■ Supplied passage
------------------------------------

Building bridges, breaking barriers: Integrated care for older people
This report gathers evidence from a range of sources and looks at what works well and barriers that can prevent integrated care. The CQC found many initiatives aimed at delivering integrated care and in a number of cases considerable drive from providers and commissioners to improve the way services work together. The report highlights some good practice examples, but overall they did not find many examples of integrated care working really well. It also highlights considerable variation in the care provided and in the experiences and outcomes for older people.
- There was widespread commitment to delivering integrated care.
- There were still many organisational barriers that made it difficult for services to identify older people who were at risk of deterioration or an unplanned emergency admission to hospital.
- There were examples of joint working in delivering health and social care, but these were often inconsistent, short-term and reliant on partial or temporary funding and goodwill between different providers. They were not a mainstream part of the way in which services were planned or delivered around older people.
- Monitoring and evaluation was often not carried out locally or was insufficient.
- The lack of connection between services often resulted in older people and their families or carers needing to take responsibility for navigating complex local services. This could result in people 'falling through the gaps' and only being identified in response to a crisis.
- Older people often had multiple care plans because professionals did not routinely link together and share information.
- Older people were not routinely involved in decision making about their needs and preferences.
- Older people and their families or carers did not routinely receive clear information about how their health and social care would be coordinated, in particular if there were changes in their circumstances or if there was an unplanned or emergency admission to hospital.

------------------------------------

Collected data entries:
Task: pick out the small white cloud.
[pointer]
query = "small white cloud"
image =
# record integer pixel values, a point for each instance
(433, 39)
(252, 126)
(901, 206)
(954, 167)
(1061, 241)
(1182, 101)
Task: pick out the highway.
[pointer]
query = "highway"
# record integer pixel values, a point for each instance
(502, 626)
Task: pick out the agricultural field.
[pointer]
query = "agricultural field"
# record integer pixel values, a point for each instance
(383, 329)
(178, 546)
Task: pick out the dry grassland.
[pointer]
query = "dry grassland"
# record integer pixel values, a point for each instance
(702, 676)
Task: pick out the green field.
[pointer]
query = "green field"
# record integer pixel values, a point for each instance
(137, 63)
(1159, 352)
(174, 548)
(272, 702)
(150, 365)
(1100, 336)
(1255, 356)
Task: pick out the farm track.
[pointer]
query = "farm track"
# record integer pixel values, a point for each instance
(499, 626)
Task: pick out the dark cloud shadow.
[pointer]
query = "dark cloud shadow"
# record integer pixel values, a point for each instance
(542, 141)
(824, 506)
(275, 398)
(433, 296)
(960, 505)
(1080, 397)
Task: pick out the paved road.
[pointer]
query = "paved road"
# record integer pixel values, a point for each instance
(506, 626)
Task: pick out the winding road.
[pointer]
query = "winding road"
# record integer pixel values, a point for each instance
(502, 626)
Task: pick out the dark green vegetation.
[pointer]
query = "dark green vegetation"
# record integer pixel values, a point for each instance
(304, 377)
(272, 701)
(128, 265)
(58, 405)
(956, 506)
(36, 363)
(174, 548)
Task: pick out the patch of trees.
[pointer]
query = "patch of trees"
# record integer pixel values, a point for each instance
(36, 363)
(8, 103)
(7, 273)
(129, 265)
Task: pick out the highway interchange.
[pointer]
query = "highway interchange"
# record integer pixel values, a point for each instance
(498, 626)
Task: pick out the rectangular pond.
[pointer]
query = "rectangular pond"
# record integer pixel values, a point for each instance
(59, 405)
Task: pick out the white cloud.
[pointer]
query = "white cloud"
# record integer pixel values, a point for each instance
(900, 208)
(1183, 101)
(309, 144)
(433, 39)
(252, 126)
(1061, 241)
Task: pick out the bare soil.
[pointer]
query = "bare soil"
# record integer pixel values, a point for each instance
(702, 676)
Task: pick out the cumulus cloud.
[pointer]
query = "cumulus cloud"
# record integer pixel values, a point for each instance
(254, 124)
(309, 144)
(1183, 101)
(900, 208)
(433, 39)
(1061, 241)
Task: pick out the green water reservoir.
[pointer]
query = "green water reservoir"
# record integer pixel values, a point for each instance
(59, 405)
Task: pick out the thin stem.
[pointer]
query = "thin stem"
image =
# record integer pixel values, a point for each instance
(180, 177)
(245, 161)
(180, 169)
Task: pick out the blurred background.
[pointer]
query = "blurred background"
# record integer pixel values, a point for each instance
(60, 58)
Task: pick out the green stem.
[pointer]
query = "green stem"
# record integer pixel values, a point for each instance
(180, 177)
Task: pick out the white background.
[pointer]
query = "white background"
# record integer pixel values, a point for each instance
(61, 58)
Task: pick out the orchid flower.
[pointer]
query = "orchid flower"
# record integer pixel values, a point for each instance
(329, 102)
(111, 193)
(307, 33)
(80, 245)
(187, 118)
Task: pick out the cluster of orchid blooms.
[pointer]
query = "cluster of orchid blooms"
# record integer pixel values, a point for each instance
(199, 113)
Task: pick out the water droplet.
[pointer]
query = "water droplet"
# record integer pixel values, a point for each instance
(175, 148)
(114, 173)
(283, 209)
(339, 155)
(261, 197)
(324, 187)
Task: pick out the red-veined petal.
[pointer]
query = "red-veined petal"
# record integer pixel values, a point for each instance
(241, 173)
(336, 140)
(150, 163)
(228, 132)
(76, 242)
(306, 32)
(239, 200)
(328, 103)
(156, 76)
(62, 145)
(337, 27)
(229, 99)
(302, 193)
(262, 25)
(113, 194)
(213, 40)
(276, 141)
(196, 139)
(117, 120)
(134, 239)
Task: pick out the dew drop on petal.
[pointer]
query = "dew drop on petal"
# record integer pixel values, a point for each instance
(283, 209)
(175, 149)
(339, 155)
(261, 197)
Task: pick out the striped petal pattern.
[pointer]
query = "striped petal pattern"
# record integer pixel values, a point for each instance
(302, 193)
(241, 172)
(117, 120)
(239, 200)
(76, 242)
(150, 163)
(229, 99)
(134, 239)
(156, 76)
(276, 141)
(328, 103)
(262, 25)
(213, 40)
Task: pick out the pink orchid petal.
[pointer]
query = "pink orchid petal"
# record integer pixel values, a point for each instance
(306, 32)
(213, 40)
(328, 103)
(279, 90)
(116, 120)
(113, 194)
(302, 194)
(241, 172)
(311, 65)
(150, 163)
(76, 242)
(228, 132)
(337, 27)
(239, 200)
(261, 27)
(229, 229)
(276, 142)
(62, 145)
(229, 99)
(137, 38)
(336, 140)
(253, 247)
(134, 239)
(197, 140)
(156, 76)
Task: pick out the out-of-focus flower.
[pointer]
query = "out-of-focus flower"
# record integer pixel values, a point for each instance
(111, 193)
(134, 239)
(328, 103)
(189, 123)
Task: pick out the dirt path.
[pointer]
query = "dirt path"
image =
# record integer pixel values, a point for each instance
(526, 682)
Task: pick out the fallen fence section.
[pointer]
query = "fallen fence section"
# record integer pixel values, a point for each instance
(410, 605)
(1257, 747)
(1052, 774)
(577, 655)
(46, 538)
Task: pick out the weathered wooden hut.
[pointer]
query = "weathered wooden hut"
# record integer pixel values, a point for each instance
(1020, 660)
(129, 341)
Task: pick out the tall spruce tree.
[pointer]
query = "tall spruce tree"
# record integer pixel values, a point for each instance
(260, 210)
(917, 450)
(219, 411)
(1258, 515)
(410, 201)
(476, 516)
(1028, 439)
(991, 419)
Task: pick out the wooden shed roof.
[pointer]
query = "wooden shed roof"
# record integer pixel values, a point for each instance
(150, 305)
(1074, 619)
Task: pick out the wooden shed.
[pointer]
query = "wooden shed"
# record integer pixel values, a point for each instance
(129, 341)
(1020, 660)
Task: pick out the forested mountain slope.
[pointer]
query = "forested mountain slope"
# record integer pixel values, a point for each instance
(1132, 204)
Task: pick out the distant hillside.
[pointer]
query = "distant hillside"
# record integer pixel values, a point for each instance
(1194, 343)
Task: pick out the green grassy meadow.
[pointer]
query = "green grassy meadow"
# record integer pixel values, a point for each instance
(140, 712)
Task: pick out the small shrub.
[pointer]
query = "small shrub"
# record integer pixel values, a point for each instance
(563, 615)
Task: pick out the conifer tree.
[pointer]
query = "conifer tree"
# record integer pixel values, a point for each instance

------------------------------------

■ Instructions to follow
Continue the passage on integrated care for older people from where it stops, keeping its list format.

■ Solved problem
- Local leaders achieved integrated person-centred care by working closely across health and social care services to share information, reduce duplicated efforts and use resources more effectively.
- Health and social care leaders should develop and agree a shared understanding and definition of what integrated care means for the population in their local area, and then work towards delivering this shared aim.
- NHS England and Association of Directors of Adult Social Services (ADASS) should lead on developing an agreed methodology and data set for identifying people at risk of admission to secondary care or deterioration.
- Older people should be meaningfully involved in making informed decisions about their care needs and care planning - in particular about the outcomes that are important to them - based on the existing national and local guidance.
- Commissioners and providers in an area should ensure that information and support for older people and their families or carers is available, and this sets out connections between services, and how the people's accessibility needs will be met.
- The National Quality Board, in partnership with the National Information Board, develop and share a set of validated data metrics and outcomes measures for integrated care with person-centred outcomes at the heart of decision making about service provision and based on a consistent, shared view and definition of integration.